▶ Page text:

╔══

Built in 1997 in Norway, Stødig spent her previous life as Clansman Lifeboat No.1, serving the Western Isles of Scotland aboard the CalMac ferry, MV Clansman. Originally designed to carry 100 people in a survival situation, she is their robust, unsinkable and spacious blank canvas.
‘We started dreaming of a big trip’, explains Guylee, ‘What started as a hiking trip to explore Norway then became a big road trip over several months, ended up as a several year project converting a boat and moving onto it. We wanted to experience a range of cultures, different approaches to living by the sea, different landscapes, different climates.’
Both architects saw the opportunity of the fibreglass lifeboat for conversion, a chance to use their skills to design an expedition home for themselves and to take a slow adventure up to the Arctic. After a long year converting the lifeboat they departed Newhaven, along with Guylee’s young retriever, Shackleton.
‘Taking that blank canvas and then saying okay, where do we want to views to be, where do we want to allow all light in, what do we want as more private spaces and where do we want to have big expansive views out. We wanted to contrast a functional, utilitarian exterior with a modern, homely interior.’
The name Stødig is a Norweigian adjective meaning sound and steadfast reflecting the lifeboat’s reliable and functional design and her adaptation into a utilitarian expedition vessel.
Guylee, David and Shackleton are currently living aboard Stødig in Tromsø and look forward to further voyages in 2020.

╚══

▶ Short exercise 1: Set out the records as a numbered list, starting at the line that contains "Exercise. Mark the eagle's dark" and running through the end of the records, both ends included and blank lines left out.

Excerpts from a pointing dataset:
╔══

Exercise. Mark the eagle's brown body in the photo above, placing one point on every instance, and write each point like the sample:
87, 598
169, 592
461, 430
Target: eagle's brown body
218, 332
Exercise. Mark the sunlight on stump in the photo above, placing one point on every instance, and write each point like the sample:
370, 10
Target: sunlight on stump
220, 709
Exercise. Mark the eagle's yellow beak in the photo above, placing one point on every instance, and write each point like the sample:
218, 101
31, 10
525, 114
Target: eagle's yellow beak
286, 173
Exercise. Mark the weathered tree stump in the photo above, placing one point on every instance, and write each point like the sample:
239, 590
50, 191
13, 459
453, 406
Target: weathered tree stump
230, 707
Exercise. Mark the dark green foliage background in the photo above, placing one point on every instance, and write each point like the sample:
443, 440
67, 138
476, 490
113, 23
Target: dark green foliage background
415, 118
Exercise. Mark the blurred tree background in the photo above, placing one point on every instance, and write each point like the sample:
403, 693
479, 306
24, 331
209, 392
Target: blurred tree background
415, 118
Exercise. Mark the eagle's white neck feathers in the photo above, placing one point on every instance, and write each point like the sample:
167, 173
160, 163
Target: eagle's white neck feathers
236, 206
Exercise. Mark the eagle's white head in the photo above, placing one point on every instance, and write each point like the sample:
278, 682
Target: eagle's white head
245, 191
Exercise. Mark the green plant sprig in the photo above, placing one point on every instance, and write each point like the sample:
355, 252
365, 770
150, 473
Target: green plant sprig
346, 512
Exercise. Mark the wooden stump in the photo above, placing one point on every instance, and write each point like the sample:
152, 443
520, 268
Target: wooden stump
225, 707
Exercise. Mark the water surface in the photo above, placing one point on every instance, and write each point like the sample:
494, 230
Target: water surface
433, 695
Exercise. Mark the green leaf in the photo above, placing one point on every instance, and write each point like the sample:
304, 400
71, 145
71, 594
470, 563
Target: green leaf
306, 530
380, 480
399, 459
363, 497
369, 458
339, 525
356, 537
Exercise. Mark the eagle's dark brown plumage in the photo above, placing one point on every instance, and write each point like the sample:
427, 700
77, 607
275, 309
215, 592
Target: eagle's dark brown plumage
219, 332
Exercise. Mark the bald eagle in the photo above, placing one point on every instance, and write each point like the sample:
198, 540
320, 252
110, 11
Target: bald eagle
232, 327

╚══

▶ Short exercise 2: Repeat word for word the part of the lifeboat article between "Built in 1997" and "spacious blank canvas.", inclusive.

▶ Final result 1:
1. Exercise. Mark the eagle's dark brown plumage in the photo above, placing one point on every instance, and write each point like the sample:
2. 427, 700
3. 77, 607
4. 275, 309
5. 215, 592
6. Target: eagle's dark brown plumage
7. 219, 332
8. Exercise. Mark the bald eagle in the photo above, placing one point on every instance, and write each point like the sample:
9. 198, 540
10. 320, 252
11. 110, 11
12. Target: bald eagle
13. 232, 327

▶ Final result 2:
Built in 1997 in Norway, Stødig spent her previous life as Clansman Lifeboat No.1, serving the Western Isles of Scotland aboard the CalMac ferry, MV Clansman. Originally designed to carry 100 people in a survival situation, she is their robust, unsinkable and spacious blank canvas.